The Source panel buttons let you easily control what appears in the Source section: Media Pool, Sync Bin, Transitions, Titles, and Effects. A search box lets you find anything in the source panel—in this page as well as the rest.

DaVinci lets you choose between a locked or free playhead; with the former, you drag the clip across while the playhead remains centered. The latter is more like what you see in other editors: With a free playhead, you move the playhead rather than the media. I had an issue on my Windows 10 test device where I couldn’t zoom the timeline with the prescribed Alt-Mouse wheel action in the Cut page; it did, however, work in the Edit page, and there are even buttons for Full Extent Zoom and Detail Zoom, as well as a custom zoom slider.

You get all the standard keyboard shortcuts: J for reverse, K for stop, L for forward, and Spacebar to stop and start playback. The Keyboard Customization panel lets you go to town with your own shortcuts.

Like Premiere Pro, DaVinci Resolve offers multiuser collaboration workflows, so that editors, colorists, and sound people can all work on the same timeline—even simultaneously. Use of proxy media makes this more efficient, and the software integrates with Frame.io, an online collaborative video editing platform that can sync projects.

When adding clips to the timeline, buttons let you choose among Smart Insert, Append, Ripple Overwrite, Place on Top, and Source Overwrite (requires synced time codes in the clips). As you’d expect in a pro video editor, you can trim the source clips before adding them to the timeline. While you’re doing so, the preview window splits into two, showing your start and end frames, along with the frame number in a mini-timeline. You can set in and out markers on the timeline to tell the program where to insert a clip from the source. The program lets you do three- and four-point editing, in which you mark the in and out points on both the source and on the timeline to control the clip position.

For trimming, DaVinci selects the appropriate edit tool automatically depending on where the cursor is—roll edit, transition duration, slip and slide—but you can manually select the mode you want.

Pro video editors usually don’t use canned transitions found in consumer products. They either simply jump-cut or use a custom transition. That said, consumer products have started adding custom transition tools such as Pinnacle Studio’s Seamless transitions, which let you identify areas of the before and after clips to zoom, pan, and swoop to.

Resolve has one of the coolest transition interfaces I’ve seen. Simple monochrome shapes appear in the list, but hover scrub over an entry, and your own clips in the timeline show how the transition looks when applied. Not only that: Some striking transitions are at your disposal in the Fusion section, including Camera Shake, Drop Warp, and Tunnel of Light.

Controls for any effects that you apply show up in the Inspector panel, which you can open from the top right button. You can control any effects for which they make sense with keyframes, which smoothly animate the effect’s position or intensity from the start keyframe to the end one.

But DaVinci Resolve’s unique Fusion Studio editor uses a node-based editing workflow that’s beyond the ken of the average enthusiast-level video editor.  It’s basically an input-output system, where you add effects and media along the flowchart. You can reuse effect groups or restrict theme to selected parts of the image.

* Record list *

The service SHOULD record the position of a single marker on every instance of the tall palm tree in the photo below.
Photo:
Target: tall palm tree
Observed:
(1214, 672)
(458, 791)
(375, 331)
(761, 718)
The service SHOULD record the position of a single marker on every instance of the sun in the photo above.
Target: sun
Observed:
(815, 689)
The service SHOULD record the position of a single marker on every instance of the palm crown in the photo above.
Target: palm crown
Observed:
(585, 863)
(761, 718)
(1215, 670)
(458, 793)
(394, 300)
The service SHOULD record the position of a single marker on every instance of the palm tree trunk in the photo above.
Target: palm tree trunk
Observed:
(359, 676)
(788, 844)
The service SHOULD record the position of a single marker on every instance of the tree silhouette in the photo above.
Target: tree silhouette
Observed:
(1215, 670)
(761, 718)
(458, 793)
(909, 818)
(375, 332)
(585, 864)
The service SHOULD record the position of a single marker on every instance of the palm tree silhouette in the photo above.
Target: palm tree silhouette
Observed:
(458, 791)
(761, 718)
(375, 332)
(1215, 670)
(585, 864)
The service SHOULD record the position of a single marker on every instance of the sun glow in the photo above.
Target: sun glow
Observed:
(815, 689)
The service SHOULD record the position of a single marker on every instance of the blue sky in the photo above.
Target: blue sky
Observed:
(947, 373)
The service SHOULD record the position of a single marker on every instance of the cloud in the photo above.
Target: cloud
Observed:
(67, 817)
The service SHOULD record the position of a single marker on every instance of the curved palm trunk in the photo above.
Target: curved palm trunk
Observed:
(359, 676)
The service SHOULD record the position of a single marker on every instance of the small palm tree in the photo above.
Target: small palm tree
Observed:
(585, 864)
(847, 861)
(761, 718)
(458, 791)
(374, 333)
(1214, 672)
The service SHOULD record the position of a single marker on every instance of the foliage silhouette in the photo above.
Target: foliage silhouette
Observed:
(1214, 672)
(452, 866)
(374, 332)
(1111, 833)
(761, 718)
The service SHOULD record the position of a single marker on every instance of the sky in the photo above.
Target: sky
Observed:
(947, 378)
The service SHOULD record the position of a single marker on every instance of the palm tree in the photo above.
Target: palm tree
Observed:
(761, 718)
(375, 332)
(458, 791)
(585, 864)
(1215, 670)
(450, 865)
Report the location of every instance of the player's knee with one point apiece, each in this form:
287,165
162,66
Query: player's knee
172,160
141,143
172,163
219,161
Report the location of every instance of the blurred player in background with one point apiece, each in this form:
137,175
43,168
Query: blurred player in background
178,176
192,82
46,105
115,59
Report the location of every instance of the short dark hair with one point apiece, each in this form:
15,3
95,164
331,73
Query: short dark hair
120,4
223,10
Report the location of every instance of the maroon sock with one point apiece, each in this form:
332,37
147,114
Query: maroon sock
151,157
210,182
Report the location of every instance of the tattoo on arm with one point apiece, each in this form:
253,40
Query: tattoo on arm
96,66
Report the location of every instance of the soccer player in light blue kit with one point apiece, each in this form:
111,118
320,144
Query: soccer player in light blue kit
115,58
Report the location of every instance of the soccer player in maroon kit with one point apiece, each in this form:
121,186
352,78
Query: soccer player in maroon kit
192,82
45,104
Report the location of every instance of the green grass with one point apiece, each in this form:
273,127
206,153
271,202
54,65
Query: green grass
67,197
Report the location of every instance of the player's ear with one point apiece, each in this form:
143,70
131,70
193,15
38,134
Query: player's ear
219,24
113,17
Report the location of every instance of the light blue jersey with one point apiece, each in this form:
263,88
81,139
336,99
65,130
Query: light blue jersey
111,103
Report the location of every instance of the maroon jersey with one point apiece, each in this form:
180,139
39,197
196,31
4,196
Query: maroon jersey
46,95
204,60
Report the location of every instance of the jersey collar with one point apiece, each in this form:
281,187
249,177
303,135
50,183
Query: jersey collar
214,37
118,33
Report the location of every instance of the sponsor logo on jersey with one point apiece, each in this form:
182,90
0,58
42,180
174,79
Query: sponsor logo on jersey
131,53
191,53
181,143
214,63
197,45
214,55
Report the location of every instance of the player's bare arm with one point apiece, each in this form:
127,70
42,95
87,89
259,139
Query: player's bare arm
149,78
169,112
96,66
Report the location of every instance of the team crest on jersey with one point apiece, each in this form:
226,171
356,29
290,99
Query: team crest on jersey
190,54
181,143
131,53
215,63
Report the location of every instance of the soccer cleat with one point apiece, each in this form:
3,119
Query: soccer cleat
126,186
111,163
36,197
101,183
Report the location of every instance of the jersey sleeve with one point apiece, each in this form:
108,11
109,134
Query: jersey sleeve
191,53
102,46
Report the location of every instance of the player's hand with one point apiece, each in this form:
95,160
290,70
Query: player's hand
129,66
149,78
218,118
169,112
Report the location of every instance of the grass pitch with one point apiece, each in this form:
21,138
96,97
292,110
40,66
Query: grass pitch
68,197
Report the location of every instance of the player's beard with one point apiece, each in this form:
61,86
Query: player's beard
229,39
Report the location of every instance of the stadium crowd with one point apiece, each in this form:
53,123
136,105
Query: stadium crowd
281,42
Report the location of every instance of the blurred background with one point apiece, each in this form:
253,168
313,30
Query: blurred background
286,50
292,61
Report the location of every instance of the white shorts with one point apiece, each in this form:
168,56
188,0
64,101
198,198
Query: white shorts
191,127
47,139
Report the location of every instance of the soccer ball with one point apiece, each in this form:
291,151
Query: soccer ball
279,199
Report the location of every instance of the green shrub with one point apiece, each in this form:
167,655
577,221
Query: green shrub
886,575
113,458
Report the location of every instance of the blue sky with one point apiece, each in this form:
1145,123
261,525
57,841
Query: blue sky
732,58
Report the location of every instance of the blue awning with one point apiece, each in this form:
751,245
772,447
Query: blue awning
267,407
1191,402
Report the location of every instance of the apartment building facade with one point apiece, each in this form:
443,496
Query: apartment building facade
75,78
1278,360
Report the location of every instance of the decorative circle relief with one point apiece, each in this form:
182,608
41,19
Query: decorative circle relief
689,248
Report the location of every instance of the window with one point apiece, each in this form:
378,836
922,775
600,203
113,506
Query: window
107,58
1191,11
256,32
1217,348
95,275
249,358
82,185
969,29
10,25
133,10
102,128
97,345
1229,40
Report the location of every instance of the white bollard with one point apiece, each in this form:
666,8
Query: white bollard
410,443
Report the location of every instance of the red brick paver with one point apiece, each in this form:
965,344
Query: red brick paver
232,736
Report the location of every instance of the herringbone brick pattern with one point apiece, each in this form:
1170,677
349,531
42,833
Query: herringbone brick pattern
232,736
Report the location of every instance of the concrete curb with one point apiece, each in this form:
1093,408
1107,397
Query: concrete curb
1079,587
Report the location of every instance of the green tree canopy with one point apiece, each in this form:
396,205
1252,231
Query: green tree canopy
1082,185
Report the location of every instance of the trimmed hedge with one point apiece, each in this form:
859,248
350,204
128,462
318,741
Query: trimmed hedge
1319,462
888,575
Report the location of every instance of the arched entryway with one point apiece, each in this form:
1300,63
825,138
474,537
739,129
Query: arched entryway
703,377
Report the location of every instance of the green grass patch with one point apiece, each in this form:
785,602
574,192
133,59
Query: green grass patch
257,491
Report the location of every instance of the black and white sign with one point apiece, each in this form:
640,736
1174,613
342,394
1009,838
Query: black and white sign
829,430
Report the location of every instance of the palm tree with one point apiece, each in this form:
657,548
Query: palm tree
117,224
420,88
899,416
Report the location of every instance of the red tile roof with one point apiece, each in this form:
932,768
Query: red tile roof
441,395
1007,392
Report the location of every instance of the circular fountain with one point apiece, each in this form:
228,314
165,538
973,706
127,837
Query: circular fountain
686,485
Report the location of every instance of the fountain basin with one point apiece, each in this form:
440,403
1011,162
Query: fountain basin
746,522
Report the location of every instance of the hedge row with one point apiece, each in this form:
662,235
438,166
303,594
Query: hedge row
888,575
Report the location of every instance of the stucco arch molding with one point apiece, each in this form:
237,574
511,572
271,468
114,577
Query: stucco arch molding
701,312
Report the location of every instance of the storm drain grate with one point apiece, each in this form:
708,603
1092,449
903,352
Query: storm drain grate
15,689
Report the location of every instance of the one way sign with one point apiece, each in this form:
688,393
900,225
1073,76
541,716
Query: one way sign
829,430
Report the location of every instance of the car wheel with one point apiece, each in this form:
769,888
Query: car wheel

* Instruction *
Change "Inspector panel" to "Settings panel" in the passage about DaVinci Resolve, and write out everything from "Resolve has one" down to "the end one." with that change.

* Output below *
Resolve has one of the coolest transition interfaces I’ve seen. Simple monochrome shapes appear in the list, but hover scrub over an entry, and your own clips in the timeline show how the transition looks when applied. Not only that: Some striking transitions are at your disposal in the Fusion section, including Camera Shake, Drop Warp, and Tunnel of Light.

Controls for any effects that you apply show up in the Settings panel, which you can open from the top right button. You can control any effects for which they make sense with keyframes, which smoothly animate the effect’s position or intensity from the start keyframe to the end one.